== Instrucciones a seguir ==
Transcribe completo el extracto sobre los centavos, sin cambiar nada.

A partir de ese día empecé a encontrar más centavos en las veredas y eran de años muy importantes para mí: los del nacimiento de mis padres, el de la muerte de mi abuela paterna, el de la graduación de papá, el del año en que mis padres se conocieron, el del año en que se casaron y el del año en que nació mi hermana. Pero ninguno era de 1958, el año de mi nacimiento y el último en que se acuñaron. 

Empecé a asistir a la iglesia con frecuencia y, un año después, cerca de la Navidad, me uní a la congregación. El domingo siguiente, tras el oficio, iba caminando por la Quinta Avenida cuando vi una moneda en el suelo. ¡Era otro centavo con espigas de trigo! Estaba muy desgastado y no se veía bien el año. Al llegar a casa, lo examiné con una lupa… Era de 1958.

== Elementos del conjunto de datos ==

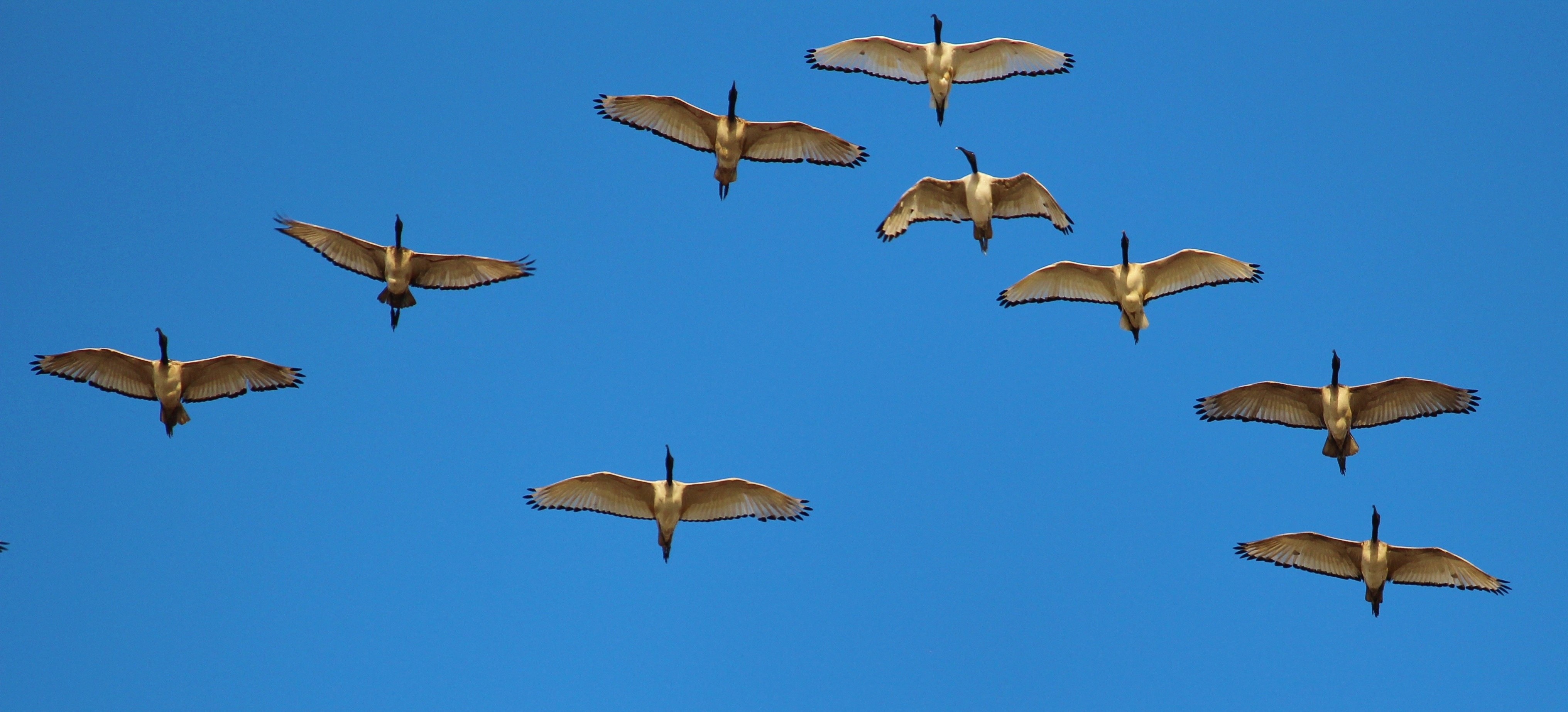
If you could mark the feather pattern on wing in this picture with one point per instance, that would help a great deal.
(791, 142)
(230, 377)
(927, 200)
(1402, 399)
(1023, 197)
(734, 499)
(666, 117)
(1192, 269)
(104, 369)
(1002, 59)
(1432, 567)
(1307, 551)
(601, 492)
(1267, 402)
(880, 57)
(1065, 281)
(341, 249)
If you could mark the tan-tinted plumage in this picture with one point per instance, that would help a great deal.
(1130, 284)
(1373, 562)
(730, 137)
(976, 198)
(669, 502)
(400, 267)
(938, 63)
(165, 380)
(1338, 408)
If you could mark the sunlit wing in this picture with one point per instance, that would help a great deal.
(1192, 269)
(601, 492)
(1068, 281)
(1402, 399)
(230, 377)
(662, 115)
(1267, 402)
(734, 499)
(927, 200)
(1002, 59)
(1023, 197)
(465, 272)
(104, 369)
(791, 142)
(342, 250)
(1307, 551)
(880, 57)
(1432, 567)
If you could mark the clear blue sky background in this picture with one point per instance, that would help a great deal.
(1015, 509)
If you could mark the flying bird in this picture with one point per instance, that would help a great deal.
(940, 65)
(730, 137)
(669, 502)
(400, 267)
(1373, 562)
(976, 198)
(168, 382)
(1130, 284)
(1338, 408)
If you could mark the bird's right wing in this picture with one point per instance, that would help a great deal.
(1267, 402)
(601, 492)
(734, 499)
(104, 369)
(341, 249)
(1307, 551)
(1023, 197)
(1432, 567)
(880, 57)
(1067, 281)
(666, 117)
(927, 200)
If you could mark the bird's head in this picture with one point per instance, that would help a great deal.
(971, 156)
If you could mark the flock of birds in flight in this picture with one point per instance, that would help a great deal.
(977, 198)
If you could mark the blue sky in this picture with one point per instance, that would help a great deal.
(1015, 509)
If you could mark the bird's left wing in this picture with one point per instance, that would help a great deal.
(1307, 551)
(1432, 567)
(734, 499)
(1067, 281)
(1192, 269)
(1023, 197)
(879, 56)
(1402, 399)
(791, 142)
(463, 272)
(601, 492)
(230, 377)
(1002, 59)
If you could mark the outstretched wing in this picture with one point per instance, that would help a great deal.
(465, 272)
(1192, 269)
(880, 57)
(1068, 281)
(927, 200)
(1002, 59)
(230, 377)
(791, 142)
(662, 115)
(1023, 197)
(1267, 402)
(104, 369)
(341, 249)
(1307, 551)
(1432, 567)
(734, 499)
(1402, 399)
(601, 492)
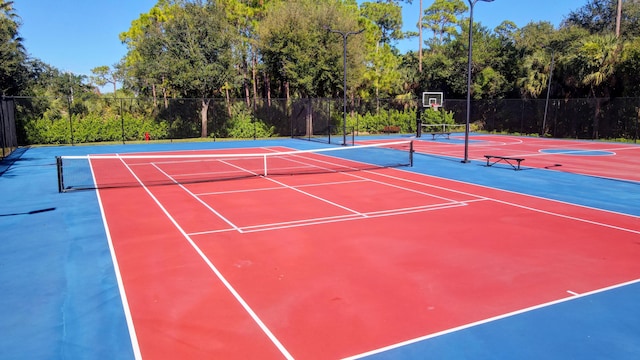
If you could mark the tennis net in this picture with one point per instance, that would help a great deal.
(126, 170)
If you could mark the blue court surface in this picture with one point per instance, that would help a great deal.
(61, 298)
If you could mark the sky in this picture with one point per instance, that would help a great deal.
(79, 35)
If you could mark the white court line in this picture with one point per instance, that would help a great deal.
(123, 294)
(372, 180)
(198, 199)
(277, 187)
(217, 272)
(489, 320)
(306, 193)
(531, 196)
(261, 228)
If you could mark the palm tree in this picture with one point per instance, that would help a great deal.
(597, 58)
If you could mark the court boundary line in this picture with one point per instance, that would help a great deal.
(540, 210)
(135, 345)
(234, 226)
(215, 270)
(489, 320)
(339, 218)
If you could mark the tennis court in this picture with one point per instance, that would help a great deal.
(243, 250)
(604, 159)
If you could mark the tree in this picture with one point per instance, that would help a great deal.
(387, 16)
(198, 51)
(103, 75)
(596, 59)
(12, 53)
(442, 18)
(300, 56)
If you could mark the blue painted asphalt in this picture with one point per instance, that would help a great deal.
(60, 298)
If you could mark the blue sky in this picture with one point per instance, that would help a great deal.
(77, 35)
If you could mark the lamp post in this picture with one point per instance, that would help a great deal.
(344, 34)
(466, 131)
(546, 104)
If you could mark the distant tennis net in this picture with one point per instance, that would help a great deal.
(125, 170)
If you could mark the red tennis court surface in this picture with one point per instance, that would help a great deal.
(337, 264)
(610, 160)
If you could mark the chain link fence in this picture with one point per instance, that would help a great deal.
(40, 120)
(8, 135)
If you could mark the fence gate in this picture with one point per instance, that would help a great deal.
(8, 136)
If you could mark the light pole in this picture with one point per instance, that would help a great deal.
(546, 104)
(466, 131)
(344, 34)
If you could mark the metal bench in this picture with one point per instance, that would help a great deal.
(493, 159)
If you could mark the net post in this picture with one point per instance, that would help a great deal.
(411, 153)
(265, 164)
(60, 176)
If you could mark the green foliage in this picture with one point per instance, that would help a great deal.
(243, 125)
(375, 122)
(93, 128)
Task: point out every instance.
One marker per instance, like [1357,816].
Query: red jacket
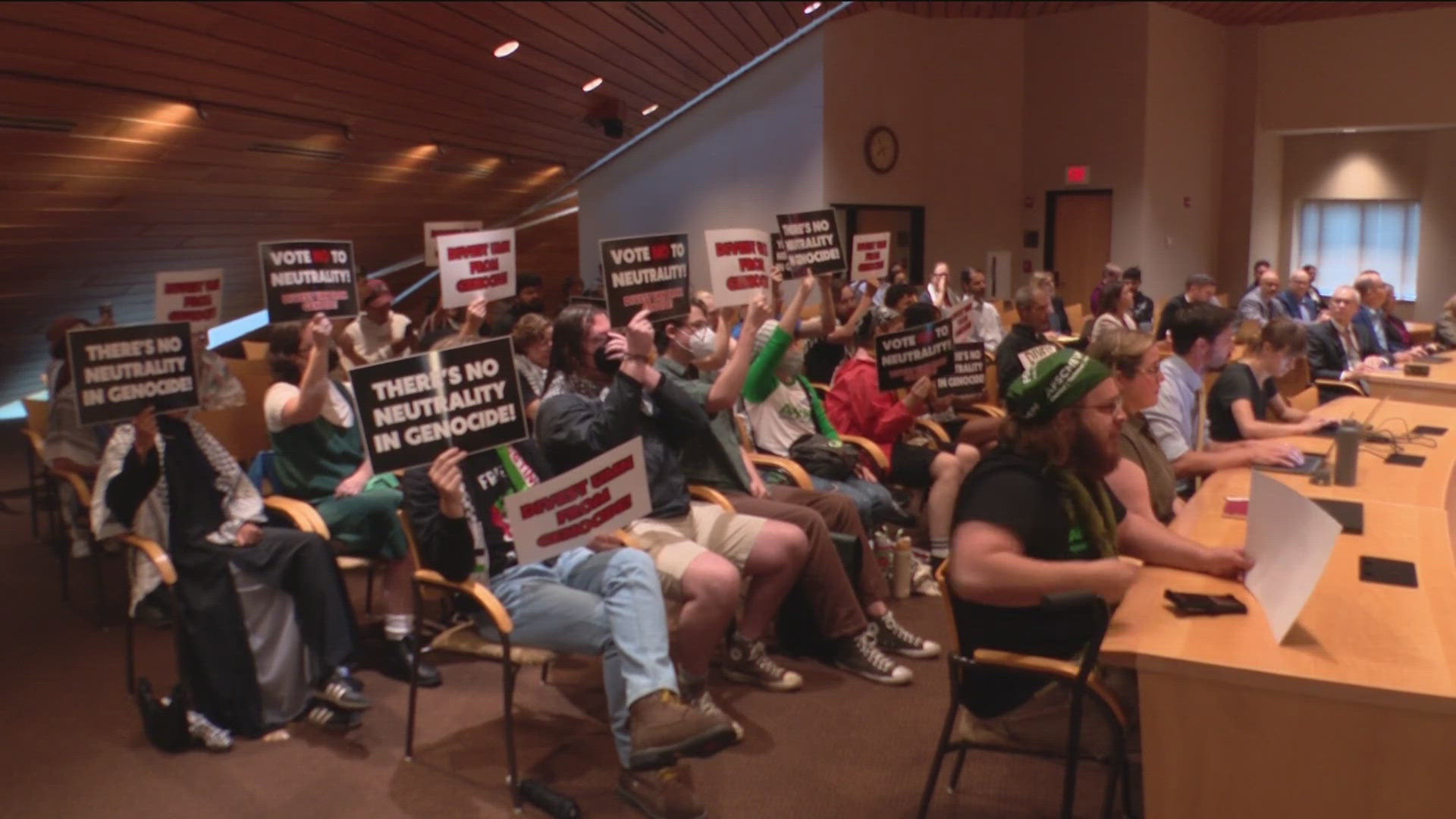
[858,407]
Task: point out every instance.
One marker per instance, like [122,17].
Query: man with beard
[319,458]
[528,300]
[1036,518]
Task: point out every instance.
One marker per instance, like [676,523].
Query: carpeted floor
[73,745]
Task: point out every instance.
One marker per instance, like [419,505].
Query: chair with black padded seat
[1079,675]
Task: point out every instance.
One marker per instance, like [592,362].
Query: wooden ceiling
[139,137]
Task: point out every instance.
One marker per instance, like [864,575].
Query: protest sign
[811,243]
[437,229]
[963,321]
[414,409]
[601,496]
[121,371]
[481,262]
[871,257]
[194,297]
[645,271]
[967,372]
[737,264]
[903,357]
[308,276]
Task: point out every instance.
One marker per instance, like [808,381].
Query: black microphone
[555,805]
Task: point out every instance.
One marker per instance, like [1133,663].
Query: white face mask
[702,343]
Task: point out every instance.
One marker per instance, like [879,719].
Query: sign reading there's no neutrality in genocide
[811,241]
[303,278]
[601,496]
[414,409]
[645,273]
[121,371]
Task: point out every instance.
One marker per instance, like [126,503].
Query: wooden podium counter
[1354,714]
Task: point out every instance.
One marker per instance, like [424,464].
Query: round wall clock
[881,149]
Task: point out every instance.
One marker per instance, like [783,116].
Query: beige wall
[1382,165]
[1183,139]
[1375,71]
[951,93]
[1087,74]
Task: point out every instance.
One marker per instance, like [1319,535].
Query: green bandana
[1053,384]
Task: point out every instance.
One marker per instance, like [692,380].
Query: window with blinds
[1347,237]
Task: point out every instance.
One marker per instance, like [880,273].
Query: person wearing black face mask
[319,458]
[528,300]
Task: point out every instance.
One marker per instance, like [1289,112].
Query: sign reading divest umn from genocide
[303,278]
[967,373]
[121,371]
[437,229]
[903,357]
[737,264]
[194,297]
[601,496]
[810,241]
[870,257]
[414,409]
[645,273]
[481,262]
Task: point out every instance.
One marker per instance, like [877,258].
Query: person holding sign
[379,333]
[858,407]
[598,599]
[723,464]
[265,617]
[319,458]
[601,394]
[1037,519]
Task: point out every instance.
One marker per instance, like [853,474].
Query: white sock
[398,626]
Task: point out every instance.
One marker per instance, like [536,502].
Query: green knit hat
[1053,384]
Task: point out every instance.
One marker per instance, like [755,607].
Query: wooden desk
[1354,714]
[1438,388]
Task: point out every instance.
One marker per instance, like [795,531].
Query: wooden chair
[1081,676]
[466,640]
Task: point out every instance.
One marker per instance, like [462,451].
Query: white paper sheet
[1289,538]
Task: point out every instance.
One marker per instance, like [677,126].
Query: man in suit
[1341,349]
[1299,300]
[1263,303]
[1197,289]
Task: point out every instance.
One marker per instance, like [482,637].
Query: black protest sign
[121,371]
[414,409]
[306,276]
[645,273]
[810,243]
[967,373]
[905,357]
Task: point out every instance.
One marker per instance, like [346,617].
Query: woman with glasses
[1144,480]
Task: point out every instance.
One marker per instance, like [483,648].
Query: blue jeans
[606,604]
[873,499]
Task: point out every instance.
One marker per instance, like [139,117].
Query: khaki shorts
[707,528]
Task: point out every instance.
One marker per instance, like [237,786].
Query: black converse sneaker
[859,654]
[896,640]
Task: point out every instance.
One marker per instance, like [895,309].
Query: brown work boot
[661,795]
[664,729]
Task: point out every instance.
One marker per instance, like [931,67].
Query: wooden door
[1079,235]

== Área de respuesta ==
A partir de ese día empecé a encontrar más centavos en las veredas y eran de años muy importantes para mí: los del nacimiento de mis padres, el de la muerte de mi abuela paterna, el de la graduación de papá, el del año en que mis padres se conocieron, el del año en que se casaron y el del año en que nació mi hermana. Pero ninguno era de 1958, el año de mi nacimiento y el último en que se acuñaron. 

Empecé a asistir a la iglesia con frecuencia y, un año después, cerca de la Navidad, me uní a la congregación. El domingo siguiente, tras el oficio, iba caminando por la Quinta Avenida cuando vi una moneda en el suelo. ¡Era otro centavo con espigas de trigo! Estaba muy desgastado y no se veía bien el año. Al llegar a casa, lo examiné con una lupa… Era de 1958.